_EXERCISE DIRECTIONS_. Search the listing for the string "tree". Copy every line that has it.

_GIVEN RECORDS_.
########################################

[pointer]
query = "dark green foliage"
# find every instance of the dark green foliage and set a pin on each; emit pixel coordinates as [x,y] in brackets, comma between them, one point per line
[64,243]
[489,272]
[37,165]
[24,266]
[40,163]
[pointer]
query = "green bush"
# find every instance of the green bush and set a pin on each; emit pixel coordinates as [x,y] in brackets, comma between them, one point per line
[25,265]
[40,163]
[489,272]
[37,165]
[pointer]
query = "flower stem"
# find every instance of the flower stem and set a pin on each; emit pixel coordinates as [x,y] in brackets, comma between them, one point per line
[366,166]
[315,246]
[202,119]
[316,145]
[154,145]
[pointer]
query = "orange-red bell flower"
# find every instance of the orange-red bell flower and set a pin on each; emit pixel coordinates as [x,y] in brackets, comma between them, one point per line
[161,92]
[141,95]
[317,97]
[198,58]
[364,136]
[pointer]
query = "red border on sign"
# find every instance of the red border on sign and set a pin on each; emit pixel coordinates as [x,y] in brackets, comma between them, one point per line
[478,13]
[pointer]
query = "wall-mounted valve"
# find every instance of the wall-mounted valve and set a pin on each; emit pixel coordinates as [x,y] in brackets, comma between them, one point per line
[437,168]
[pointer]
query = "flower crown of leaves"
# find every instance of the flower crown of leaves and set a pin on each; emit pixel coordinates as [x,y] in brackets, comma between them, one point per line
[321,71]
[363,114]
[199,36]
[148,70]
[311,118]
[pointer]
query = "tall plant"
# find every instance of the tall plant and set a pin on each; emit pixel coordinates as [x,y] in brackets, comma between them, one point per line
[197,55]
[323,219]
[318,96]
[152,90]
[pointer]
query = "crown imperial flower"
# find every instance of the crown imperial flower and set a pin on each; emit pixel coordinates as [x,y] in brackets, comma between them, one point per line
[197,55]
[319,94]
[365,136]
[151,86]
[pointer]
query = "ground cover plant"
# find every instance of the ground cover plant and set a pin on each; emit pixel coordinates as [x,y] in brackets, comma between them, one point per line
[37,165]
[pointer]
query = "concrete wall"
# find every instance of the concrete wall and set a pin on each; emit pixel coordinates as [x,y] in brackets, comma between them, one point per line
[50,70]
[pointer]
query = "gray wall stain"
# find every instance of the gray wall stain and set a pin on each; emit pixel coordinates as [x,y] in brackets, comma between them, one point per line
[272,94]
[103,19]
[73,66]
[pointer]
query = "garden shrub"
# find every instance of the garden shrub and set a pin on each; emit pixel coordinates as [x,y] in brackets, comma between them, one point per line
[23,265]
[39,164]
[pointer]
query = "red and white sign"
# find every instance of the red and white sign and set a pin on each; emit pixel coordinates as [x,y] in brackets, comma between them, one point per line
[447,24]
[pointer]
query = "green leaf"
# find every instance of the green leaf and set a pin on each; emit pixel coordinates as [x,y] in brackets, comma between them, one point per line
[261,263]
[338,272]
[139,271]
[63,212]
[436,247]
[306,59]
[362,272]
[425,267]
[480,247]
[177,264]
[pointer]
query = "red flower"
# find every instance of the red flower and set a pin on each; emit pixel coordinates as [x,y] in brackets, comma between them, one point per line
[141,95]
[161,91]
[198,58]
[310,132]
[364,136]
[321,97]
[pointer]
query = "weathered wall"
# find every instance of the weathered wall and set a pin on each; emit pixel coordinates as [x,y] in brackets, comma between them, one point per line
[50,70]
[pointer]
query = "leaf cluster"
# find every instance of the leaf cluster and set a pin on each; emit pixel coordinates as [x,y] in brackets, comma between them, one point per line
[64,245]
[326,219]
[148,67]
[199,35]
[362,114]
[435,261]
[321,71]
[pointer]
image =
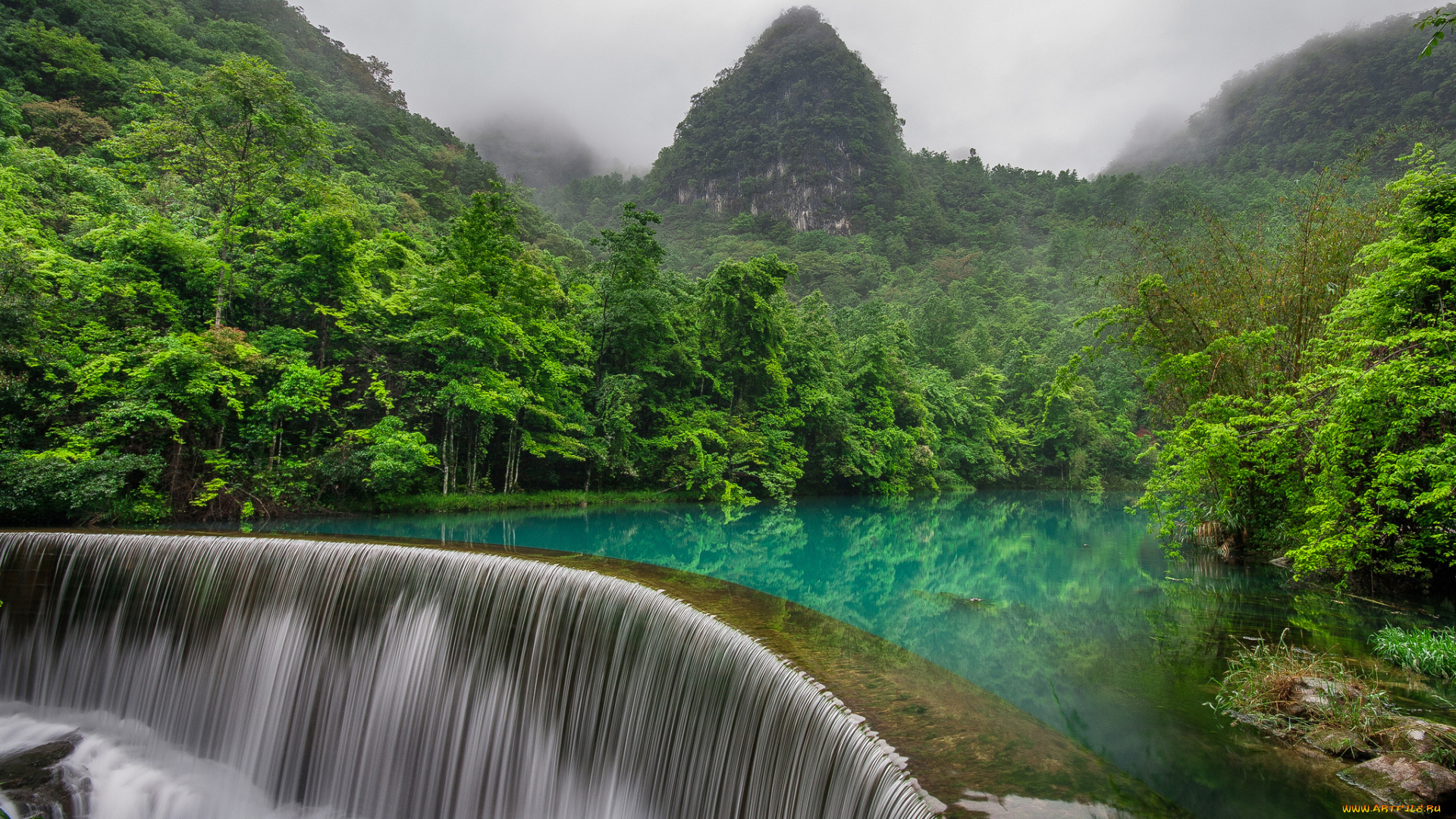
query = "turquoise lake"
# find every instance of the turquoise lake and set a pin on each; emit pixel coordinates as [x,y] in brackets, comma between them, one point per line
[1059,602]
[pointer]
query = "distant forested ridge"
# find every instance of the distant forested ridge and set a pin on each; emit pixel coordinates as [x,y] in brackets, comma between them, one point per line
[1315,105]
[237,278]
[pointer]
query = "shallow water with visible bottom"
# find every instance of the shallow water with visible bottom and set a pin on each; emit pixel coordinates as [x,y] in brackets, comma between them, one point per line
[1059,602]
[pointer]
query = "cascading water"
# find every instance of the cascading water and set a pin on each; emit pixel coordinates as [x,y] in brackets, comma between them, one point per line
[350,679]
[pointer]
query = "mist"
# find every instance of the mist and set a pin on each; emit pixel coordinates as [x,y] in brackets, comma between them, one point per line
[1021,83]
[541,149]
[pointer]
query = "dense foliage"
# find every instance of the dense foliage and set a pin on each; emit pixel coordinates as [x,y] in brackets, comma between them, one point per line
[237,278]
[799,129]
[1329,442]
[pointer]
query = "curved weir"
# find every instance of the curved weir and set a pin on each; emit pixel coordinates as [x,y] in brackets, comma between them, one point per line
[405,682]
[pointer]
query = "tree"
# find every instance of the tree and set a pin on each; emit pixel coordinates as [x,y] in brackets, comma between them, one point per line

########################################

_OUTPUT FOR THIS EXERCISE_.
query = "tree"
# find every instance of the tree and set a pin on each; emit pixel coordinates as [x,y] in brackets, comma between them, one point per line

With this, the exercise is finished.